Record extracts
_ _ _ _

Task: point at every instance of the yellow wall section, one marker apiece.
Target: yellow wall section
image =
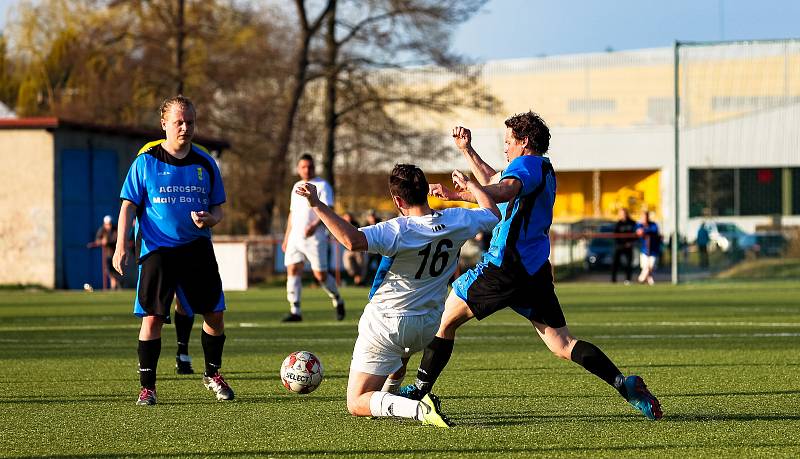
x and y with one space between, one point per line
634 190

_ _ _ _

Required work
Apart from the pictures, the entries above are to be repeated in full and exactly.

Correct response
Task: point at every instance of the yellow wall section, one marker apiece.
Target: yellow wall section
image =
x and y with one space between, one point per line
634 190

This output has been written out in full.